- Short task 1 -
Reproduce the pw2048 project description in full, word for word.

- Passage given -
An automation-first 2048 benchmark and experimentation platform for comparing search and reinforcement learning algorithms with reproducible evaluation, reporting, and developer-friendly workflows.
pw2048 uses the 2048 game as a compact benchmark environment, but its real value goes beyond “building a game bot”.
It is designed as a small engineering system for:
- algorithm comparison
- experiment automation
- reproducible evaluation
- report generation
- training / benchmark workflow design
- multi-interface developer experience (CLI / TUI / Web)
| 2048 Game | Web Launcher |
|---|---|
![]() |
![]() |
A lot of AI side projects stop at one of these stages:
- “the algorithm works”
- “the demo looks cool”
- “the model trained once”

Entries from a labeling collection
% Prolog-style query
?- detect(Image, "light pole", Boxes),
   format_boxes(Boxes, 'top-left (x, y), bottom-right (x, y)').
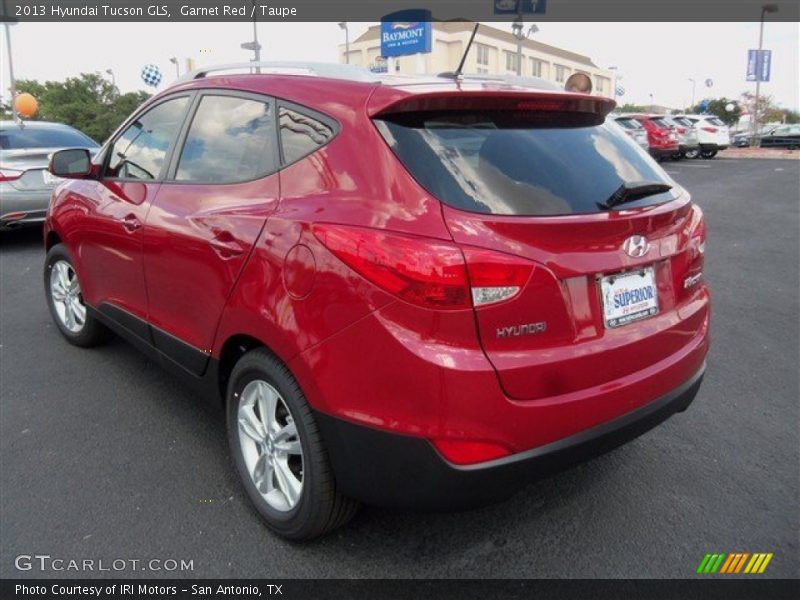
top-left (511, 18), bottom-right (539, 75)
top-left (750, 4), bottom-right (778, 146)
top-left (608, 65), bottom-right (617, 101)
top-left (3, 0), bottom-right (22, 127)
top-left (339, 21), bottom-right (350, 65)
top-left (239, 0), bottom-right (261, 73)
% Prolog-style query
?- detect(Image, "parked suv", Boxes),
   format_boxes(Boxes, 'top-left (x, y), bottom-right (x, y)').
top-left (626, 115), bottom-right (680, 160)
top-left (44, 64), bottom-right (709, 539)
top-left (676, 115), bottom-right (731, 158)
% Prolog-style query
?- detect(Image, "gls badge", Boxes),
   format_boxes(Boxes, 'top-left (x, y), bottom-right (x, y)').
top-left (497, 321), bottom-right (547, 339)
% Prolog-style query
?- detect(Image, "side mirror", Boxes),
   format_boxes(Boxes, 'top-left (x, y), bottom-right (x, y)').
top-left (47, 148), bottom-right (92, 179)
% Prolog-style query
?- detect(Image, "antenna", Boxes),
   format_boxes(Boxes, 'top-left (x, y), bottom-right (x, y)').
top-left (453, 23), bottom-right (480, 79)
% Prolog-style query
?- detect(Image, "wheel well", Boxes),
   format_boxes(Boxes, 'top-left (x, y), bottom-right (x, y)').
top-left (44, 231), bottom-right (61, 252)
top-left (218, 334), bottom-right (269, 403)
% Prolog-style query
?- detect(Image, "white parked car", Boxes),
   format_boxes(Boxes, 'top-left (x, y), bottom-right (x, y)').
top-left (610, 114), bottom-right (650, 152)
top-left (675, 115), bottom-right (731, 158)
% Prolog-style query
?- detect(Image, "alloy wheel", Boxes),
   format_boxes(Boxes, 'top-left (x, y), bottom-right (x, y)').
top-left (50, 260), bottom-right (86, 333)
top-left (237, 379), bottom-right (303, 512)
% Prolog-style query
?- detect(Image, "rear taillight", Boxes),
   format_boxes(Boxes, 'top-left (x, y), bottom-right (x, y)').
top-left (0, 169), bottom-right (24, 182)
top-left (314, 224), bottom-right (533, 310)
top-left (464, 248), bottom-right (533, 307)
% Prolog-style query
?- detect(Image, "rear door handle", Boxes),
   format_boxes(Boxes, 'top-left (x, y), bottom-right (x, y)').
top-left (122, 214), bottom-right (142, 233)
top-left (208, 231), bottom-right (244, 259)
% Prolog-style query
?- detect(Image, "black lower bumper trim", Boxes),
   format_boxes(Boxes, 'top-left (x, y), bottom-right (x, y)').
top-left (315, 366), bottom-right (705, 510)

- Short task 2 -
Rewrite the entries from their first line through the line containing "top-left (237, 379), bottom-right (303, 512)", both ends included, with "Prolog-style query" changed to "Prolog-like query" wherever it occurs and nothing else altered. Give only that part, and leave the pictures out.

- Written solution 1 -
An automation-first 2048 benchmark and experimentation platform for comparing search and reinforcement learning algorithms with reproducible evaluation, reporting, and developer-friendly workflows.
pw2048 uses the 2048 game as a compact benchmark environment, but its real value goes beyond “building a game bot”.
It is designed as a small engineering system for:
- algorithm comparison
- experiment automation
- reproducible evaluation
- report generation
- training / benchmark workflow design
- multi-interface developer experience (CLI / TUI / Web)
| 2048 Game | Web Launcher |
|---|---|
![]() |
![]() |
A lot of AI side projects stop at one of these stages:
- “the algorithm works”
- “the demo looks cool”
- “the model trained once”

- Written solution 2 -
% Prolog-like query
?- detect(Image, "light pole", Boxes),
   format_boxes(Boxes, 'top-left (x, y), bottom-right (x, y)').
top-left (511, 18), bottom-right (539, 75)
top-left (750, 4), bottom-right (778, 146)
top-left (608, 65), bottom-right (617, 101)
top-left (3, 0), bottom-right (22, 127)
top-left (339, 21), bottom-right (350, 65)
top-left (239, 0), bottom-right (261, 73)
% Prolog-like query
?- detect(Image, "parked suv", Boxes),
   format_boxes(Boxes, 'top-left (x, y), bottom-right (x, y)').
top-left (626, 115), bottom-right (680, 160)
top-left (44, 64), bottom-right (709, 539)
top-left (676, 115), bottom-right (731, 158)
% Prolog-like query
?- detect(Image, "gls badge", Boxes),
   format_boxes(Boxes, 'top-left (x, y), bottom-right (x, y)').
top-left (497, 321), bottom-right (547, 339)
% Prolog-like query
?- detect(Image, "side mirror", Boxes),
   format_boxes(Boxes, 'top-left (x, y), bottom-right (x, y)').
top-left (47, 148), bottom-right (92, 179)
% Prolog-like query
?- detect(Image, "antenna", Boxes),
   format_boxes(Boxes, 'top-left (x, y), bottom-right (x, y)').
top-left (453, 23), bottom-right (480, 79)
% Prolog-like query
?- detect(Image, "wheel well", Boxes),
   format_boxes(Boxes, 'top-left (x, y), bottom-right (x, y)').
top-left (44, 231), bottom-right (61, 252)
top-left (218, 334), bottom-right (269, 403)
% Prolog-like query
?- detect(Image, "white parked car", Boxes),
   format_boxes(Boxes, 'top-left (x, y), bottom-right (x, y)').
top-left (610, 114), bottom-right (650, 152)
top-left (675, 115), bottom-right (731, 158)
% Prolog-like query
?- detect(Image, "alloy wheel", Boxes),
   format_boxes(Boxes, 'top-left (x, y), bottom-right (x, y)').
top-left (50, 260), bottom-right (86, 333)
top-left (237, 379), bottom-right (303, 512)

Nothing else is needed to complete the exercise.